**PROBLEM DETAILS:** Print every one of the entries below word for word, changing nothing.

**MATERIAL FOR THIS EXERCISE:**
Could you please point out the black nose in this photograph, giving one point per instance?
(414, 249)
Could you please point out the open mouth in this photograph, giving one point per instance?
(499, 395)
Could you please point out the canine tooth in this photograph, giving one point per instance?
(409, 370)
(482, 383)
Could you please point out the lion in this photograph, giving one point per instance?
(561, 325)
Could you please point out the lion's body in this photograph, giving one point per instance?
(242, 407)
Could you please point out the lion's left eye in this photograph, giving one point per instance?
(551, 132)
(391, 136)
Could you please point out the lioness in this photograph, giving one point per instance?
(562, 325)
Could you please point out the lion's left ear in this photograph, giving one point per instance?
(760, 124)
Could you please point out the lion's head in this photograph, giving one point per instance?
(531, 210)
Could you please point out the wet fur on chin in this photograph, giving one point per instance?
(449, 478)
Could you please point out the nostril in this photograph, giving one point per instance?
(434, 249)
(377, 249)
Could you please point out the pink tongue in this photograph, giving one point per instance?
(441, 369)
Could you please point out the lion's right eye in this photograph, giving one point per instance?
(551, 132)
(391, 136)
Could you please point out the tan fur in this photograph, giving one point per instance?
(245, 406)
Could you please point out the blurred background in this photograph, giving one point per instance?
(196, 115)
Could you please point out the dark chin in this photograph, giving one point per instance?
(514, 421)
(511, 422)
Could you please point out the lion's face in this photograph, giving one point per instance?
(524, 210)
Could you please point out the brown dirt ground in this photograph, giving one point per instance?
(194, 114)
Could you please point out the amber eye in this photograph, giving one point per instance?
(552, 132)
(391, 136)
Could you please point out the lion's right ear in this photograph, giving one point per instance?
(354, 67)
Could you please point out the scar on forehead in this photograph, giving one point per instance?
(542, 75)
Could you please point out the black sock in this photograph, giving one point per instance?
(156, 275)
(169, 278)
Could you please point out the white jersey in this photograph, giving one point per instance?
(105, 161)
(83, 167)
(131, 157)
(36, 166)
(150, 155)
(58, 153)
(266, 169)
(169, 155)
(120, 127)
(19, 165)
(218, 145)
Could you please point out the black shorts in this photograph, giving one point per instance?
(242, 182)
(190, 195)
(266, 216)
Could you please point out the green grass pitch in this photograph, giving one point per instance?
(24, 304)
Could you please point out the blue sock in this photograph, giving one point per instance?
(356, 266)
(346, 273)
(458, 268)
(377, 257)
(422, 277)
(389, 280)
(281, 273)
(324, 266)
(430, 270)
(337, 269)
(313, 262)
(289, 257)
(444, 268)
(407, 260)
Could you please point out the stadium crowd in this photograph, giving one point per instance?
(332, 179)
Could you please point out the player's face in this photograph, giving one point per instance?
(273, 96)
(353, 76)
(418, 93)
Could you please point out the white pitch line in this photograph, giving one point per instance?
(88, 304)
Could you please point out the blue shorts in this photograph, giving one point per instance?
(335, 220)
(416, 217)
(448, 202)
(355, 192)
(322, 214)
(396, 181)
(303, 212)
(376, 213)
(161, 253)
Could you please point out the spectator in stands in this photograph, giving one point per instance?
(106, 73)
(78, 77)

**FULL ANSWER:**
Could you please point out the black nose in this photograph, giving one point per instance?
(414, 249)
Could you please point out the open mouth in this photograph, giving one point per instance?
(499, 395)
Could you please point out the canine tooth in this photograph, giving one point per instance?
(409, 370)
(482, 383)
Could you please point out the lion in this photograph, giving one point per instance?
(561, 325)
Could you please point out the lion's body in this photograph, giving one point per instance?
(242, 407)
Could you please point out the lion's left eye in this photograph, giving one point per instance?
(551, 132)
(391, 136)
Could you please point out the lioness in this photograph, giving one point per instance?
(562, 325)
Could you please point out the lion's left ear in this photograph, giving one point per instance?
(760, 124)
Could you please point out the lion's head in this photograph, giving one point per instance?
(531, 210)
Could you please point out the wet fur on chin in this photograph, giving one point per instance?
(449, 478)
Could you please point out the nostril in this photograph, giving one point per instance?
(434, 249)
(377, 249)
Could you please point out the pink tongue in this photograph, giving one point per instance?
(441, 369)
Could you please point out the lion's right eye in this photograph, giving one point per instance?
(551, 132)
(391, 136)
Could you please point out the tan fur in this photograph, giving one point per instance?
(245, 406)
Could you please point out the blurred background in this photograph, giving one point per instance?
(196, 115)
Could you please point out the dark chin in this photograph, giving one point per instance?
(514, 421)
(511, 422)
Could you please point out the lion's face in this photograph, giving one point per instance?
(524, 210)
Could you please point out the brown dirt ground in this photograph, giving one point per instance?
(194, 114)
Could you please point out the amber eye in this photograph, giving one point per instance?
(552, 132)
(391, 136)
Could you please point out the lion's right ear in this photograph, giving one point per instance?
(354, 67)
Could you please point out the scar on forehead in this photograph, giving one point per instance?
(542, 75)
Could you please point out the black sock in this photograph, giving one point per instance?
(156, 275)
(169, 278)
Could you please point out the white jersey in this photograph, giving one point per instance?
(105, 161)
(83, 167)
(131, 157)
(36, 166)
(150, 155)
(58, 153)
(266, 169)
(169, 155)
(120, 127)
(19, 165)
(218, 145)
Could you please point out the black shorts in this photograph, giving one point per instance?
(242, 182)
(190, 195)
(266, 216)
Could you please point out the green grass pitch in this photograph, giving one point per instance?
(24, 304)
Could you please point out the blue sock in this photograph, giving one point per instance?
(356, 266)
(346, 273)
(458, 268)
(377, 257)
(422, 277)
(389, 280)
(281, 273)
(324, 266)
(430, 270)
(337, 269)
(313, 262)
(289, 257)
(444, 268)
(407, 260)
Could you please point out the stadium crowd in this photograph, giving one point per instance?
(332, 179)
Could you please point out the player's face in this photograph, giving one point per instance?
(273, 96)
(353, 76)
(418, 93)
Could you please point out the white pitch line in this photograph, giving one point per instance?
(88, 304)
Could you please point out the blue shorts in this photograph, giving one point per instance?
(335, 220)
(416, 217)
(448, 202)
(355, 192)
(322, 214)
(396, 181)
(303, 212)
(376, 213)
(161, 253)
Could you please point out the spectator in stands in this photograph, giving one point per instance?
(106, 73)
(78, 77)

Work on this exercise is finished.